┌──

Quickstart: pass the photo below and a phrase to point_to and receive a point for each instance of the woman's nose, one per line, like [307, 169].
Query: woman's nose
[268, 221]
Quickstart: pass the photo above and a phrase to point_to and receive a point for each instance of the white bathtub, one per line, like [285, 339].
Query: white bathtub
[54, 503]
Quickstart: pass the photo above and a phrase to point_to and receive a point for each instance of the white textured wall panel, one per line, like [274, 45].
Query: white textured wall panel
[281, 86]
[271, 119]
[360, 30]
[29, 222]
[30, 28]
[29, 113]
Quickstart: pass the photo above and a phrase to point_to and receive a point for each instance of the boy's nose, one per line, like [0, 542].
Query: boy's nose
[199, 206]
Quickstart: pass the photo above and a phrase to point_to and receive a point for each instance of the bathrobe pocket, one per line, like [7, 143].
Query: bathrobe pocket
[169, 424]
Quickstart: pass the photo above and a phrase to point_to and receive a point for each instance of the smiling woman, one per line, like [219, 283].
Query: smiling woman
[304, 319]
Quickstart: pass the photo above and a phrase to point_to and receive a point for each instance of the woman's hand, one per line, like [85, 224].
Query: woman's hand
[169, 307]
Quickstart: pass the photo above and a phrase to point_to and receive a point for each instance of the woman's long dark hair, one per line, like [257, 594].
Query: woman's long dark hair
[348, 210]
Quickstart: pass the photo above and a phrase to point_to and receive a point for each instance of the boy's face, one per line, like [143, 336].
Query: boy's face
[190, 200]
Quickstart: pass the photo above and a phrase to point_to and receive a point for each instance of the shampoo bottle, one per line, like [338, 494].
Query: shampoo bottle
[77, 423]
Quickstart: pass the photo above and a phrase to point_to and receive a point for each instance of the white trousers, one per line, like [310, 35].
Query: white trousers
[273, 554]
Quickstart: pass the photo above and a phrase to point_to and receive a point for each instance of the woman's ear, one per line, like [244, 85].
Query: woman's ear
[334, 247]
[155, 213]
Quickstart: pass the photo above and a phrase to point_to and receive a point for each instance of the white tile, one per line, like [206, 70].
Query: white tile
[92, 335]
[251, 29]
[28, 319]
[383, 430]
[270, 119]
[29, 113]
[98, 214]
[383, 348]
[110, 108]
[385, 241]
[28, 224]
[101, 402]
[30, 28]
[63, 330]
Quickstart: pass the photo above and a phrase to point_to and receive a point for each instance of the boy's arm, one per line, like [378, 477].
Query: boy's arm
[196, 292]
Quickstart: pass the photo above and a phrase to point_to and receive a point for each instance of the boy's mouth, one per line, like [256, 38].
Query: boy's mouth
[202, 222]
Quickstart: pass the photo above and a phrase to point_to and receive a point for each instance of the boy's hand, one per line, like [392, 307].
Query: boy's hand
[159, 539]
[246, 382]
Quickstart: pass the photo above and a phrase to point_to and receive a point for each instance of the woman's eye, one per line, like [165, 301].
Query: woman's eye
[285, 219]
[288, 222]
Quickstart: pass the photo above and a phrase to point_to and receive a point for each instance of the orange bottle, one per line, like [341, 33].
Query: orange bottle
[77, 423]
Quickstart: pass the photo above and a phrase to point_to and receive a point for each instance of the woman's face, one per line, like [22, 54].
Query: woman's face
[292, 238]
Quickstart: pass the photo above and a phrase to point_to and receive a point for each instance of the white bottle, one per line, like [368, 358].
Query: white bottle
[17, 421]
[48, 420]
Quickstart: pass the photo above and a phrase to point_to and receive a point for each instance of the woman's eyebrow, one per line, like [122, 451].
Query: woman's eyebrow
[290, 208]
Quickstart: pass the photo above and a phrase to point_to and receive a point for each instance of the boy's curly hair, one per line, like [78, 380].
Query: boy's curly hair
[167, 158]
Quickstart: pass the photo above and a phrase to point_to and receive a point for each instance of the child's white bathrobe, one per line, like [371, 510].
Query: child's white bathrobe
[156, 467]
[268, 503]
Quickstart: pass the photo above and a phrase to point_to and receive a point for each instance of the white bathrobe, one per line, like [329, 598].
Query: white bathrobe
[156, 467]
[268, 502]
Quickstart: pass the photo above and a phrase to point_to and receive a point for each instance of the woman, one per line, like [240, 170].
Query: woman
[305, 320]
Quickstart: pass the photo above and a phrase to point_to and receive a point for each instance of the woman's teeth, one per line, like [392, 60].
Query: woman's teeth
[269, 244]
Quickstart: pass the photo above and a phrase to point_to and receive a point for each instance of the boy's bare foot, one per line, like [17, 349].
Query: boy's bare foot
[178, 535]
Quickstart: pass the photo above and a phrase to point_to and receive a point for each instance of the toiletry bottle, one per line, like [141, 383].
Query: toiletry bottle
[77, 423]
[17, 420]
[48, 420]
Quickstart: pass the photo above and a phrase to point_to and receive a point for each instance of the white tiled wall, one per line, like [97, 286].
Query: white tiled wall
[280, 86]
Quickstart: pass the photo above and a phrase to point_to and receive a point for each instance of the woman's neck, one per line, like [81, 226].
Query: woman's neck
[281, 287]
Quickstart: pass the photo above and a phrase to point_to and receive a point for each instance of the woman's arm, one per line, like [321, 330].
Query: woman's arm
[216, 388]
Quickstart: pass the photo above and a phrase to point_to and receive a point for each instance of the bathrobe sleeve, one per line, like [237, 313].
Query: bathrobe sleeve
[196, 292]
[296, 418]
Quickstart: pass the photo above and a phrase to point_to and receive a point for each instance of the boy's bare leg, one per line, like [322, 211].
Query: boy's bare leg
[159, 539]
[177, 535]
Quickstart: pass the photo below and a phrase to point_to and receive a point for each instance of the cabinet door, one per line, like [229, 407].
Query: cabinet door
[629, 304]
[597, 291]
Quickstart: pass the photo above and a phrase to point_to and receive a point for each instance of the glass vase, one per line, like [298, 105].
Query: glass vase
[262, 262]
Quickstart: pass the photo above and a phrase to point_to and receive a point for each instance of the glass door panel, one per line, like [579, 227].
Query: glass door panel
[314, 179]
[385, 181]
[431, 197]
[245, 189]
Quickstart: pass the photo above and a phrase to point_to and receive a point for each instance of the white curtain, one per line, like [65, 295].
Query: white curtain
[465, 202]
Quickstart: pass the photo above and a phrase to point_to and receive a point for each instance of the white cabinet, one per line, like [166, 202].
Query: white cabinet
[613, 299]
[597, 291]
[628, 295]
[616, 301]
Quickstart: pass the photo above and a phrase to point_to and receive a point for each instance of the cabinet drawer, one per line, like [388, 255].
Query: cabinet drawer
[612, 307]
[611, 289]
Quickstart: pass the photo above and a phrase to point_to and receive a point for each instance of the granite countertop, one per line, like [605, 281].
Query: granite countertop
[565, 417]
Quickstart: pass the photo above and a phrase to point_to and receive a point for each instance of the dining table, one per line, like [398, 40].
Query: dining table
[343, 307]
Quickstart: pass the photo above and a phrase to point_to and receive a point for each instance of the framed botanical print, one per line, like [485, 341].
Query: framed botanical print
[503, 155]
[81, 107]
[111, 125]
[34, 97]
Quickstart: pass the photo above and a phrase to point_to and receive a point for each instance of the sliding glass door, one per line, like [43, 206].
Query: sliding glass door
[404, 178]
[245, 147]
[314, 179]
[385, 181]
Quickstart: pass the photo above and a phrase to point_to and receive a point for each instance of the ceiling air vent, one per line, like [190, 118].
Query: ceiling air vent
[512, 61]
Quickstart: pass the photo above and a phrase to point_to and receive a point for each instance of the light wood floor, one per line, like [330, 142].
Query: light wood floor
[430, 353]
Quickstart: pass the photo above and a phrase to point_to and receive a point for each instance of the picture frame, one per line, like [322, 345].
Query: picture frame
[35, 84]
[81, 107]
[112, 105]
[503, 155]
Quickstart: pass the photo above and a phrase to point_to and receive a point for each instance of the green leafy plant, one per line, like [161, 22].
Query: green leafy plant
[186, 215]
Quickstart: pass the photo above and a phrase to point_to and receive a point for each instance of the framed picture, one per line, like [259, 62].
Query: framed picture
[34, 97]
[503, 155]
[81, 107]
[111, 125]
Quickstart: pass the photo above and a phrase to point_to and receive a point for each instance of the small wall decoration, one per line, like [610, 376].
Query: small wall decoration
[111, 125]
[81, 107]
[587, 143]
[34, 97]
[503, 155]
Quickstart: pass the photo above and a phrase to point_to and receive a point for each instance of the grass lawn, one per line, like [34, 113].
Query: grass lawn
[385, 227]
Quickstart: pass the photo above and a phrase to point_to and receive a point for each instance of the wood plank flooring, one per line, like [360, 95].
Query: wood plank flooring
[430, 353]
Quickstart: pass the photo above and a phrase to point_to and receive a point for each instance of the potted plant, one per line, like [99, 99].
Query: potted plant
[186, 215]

└──

# [Assigned task]
Find the word "below" in the listing above. Copy each line where it appears.

# [Exercise answer]
Quickstart: pass the photo below and a phrase to point_to and receive a point for each instance of the woman's nose, one per line, like [307, 169].
Quickstart: pass the photo below and a phrase to point_to and receive a point for each instance of the cabinet door, one per line, like [229, 407].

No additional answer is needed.